Written exercise 1:
Pull out every line of the records that contains the word "black", and note that case counts.

Additional Documentation: [pandas.DataFrame.corr](https://pandas.pydata.org/pandas-docs/stable/reference/api/pandas.DataFrame.corr.html)

In [None]:
# How to find correlation
# declare a new variable to store the correlation data:
corr = df.corr(method='pearson')

# display the correlation data:
corr

# This data is not really meaningful in this format

In [None]:
# Instead, using seaborn, we can display a more useful heatmap of the correlation data:
sns.heatmap(corr)

# note that the last column 'target' is erroneous in this case and should have been dropped.

##### Alcohol Concentration based on class (target)

Useful Documentation: [Pandas Categorical data](https://pandas.pydata.org/pandas-docs/stable/user_guide/categorical.html)

In [None]:
# view the head of our complete DataFrame
df.head()

In [None]:
# view the 'target' column of our DataFrame:
df['target']

# not much use to us yet...

In [None]:
# in the original dataset we imported and named 'wine'
# there is the 'target' array with values 0, 1, or 2.

[Data extracted from a collection]
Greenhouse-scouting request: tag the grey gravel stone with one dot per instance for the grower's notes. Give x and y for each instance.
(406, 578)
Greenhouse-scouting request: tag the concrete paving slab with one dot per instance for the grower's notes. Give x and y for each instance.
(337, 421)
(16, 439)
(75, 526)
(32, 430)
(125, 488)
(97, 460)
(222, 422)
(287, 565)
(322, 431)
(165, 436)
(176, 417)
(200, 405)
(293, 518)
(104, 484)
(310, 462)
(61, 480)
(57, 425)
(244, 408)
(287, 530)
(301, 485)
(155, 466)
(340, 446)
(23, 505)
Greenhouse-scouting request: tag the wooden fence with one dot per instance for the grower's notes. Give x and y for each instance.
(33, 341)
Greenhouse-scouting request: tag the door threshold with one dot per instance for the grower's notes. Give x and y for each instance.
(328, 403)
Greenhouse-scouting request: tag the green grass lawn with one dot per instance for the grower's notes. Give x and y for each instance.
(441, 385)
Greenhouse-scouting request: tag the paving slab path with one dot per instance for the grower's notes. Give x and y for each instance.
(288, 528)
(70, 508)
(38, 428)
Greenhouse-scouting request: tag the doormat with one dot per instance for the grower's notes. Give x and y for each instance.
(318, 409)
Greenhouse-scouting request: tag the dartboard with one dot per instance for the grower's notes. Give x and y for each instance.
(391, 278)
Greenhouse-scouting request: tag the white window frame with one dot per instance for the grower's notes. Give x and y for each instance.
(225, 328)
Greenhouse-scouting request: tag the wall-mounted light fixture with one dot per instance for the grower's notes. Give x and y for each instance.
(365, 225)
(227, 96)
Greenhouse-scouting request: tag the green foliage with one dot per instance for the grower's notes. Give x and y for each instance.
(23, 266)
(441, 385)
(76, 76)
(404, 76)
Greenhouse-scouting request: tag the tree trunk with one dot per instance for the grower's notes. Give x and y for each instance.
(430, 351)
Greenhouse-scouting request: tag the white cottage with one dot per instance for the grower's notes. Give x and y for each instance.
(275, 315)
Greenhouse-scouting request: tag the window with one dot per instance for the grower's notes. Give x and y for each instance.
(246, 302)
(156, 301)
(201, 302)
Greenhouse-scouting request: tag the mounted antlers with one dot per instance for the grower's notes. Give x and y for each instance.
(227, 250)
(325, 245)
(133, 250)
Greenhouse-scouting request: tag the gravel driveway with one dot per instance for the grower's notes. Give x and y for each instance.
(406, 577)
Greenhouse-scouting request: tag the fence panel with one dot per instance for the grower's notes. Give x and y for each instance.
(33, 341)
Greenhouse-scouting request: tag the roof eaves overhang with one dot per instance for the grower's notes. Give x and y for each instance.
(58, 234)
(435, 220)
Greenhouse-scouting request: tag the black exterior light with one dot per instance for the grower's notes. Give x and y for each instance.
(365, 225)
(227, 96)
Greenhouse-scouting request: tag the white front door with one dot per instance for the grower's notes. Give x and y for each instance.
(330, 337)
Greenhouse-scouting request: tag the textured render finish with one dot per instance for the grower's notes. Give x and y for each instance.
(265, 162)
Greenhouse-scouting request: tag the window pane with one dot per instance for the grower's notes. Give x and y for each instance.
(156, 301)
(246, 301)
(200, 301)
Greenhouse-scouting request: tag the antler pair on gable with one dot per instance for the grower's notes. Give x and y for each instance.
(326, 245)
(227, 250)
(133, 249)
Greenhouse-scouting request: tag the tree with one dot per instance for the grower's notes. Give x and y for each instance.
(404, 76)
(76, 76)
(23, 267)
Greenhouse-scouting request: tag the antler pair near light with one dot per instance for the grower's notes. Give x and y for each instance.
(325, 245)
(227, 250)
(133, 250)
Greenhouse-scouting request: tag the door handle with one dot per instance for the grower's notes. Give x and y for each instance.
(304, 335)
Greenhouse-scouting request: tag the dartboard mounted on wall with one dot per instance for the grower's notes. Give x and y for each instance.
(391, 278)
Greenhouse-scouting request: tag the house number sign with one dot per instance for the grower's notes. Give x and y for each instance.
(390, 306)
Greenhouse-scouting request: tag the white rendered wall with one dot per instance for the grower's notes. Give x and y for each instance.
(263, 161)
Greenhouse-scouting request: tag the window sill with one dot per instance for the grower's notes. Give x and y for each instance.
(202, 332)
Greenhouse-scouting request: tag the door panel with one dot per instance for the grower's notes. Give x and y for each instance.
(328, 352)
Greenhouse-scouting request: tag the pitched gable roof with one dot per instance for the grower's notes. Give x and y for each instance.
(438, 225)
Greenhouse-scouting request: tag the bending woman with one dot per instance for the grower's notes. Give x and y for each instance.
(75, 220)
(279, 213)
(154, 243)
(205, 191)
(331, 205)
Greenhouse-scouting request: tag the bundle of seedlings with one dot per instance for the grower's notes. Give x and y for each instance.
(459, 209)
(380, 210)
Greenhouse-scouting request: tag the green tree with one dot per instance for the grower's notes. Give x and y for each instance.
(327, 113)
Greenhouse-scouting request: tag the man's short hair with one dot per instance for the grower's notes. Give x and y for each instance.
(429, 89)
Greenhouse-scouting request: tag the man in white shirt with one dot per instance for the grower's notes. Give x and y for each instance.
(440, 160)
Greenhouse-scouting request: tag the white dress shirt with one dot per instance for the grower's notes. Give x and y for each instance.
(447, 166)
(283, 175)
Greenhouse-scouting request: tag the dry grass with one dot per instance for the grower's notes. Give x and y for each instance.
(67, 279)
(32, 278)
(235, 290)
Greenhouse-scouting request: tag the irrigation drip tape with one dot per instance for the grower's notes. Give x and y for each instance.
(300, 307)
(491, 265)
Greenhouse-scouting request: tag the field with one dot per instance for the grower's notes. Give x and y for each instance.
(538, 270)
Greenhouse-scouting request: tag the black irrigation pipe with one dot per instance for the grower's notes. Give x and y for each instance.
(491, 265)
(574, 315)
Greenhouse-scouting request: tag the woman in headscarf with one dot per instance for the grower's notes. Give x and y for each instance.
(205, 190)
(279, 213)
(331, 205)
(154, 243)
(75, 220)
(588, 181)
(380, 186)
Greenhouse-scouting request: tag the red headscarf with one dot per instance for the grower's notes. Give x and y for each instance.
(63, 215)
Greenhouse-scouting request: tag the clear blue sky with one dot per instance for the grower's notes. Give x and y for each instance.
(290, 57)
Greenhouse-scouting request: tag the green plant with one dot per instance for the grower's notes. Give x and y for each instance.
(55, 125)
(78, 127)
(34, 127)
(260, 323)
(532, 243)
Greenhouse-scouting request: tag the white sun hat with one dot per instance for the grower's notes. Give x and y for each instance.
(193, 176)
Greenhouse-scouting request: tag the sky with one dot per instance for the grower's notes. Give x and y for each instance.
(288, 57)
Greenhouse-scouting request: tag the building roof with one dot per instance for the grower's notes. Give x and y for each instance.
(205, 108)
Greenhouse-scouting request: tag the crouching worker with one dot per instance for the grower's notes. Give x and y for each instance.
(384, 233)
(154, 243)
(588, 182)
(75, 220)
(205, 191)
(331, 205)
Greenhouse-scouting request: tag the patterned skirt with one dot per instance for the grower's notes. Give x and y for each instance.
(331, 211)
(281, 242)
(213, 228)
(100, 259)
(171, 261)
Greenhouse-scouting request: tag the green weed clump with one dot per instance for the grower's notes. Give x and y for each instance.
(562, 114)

Written exercise 2:
In the pandas notebook excerpt, which column is called erroneous in the heatmap and should have been dropped?

Task output 1:
Greenhouse-scouting request: tag the black exterior light with one dot per instance for the grower's notes. Give x and y for each instance.
Greenhouse-scouting request: tag the black irrigation pipe with one dot per instance for the grower's notes. Give x and y for each instance.

Task output 2:
The last column, 'target'.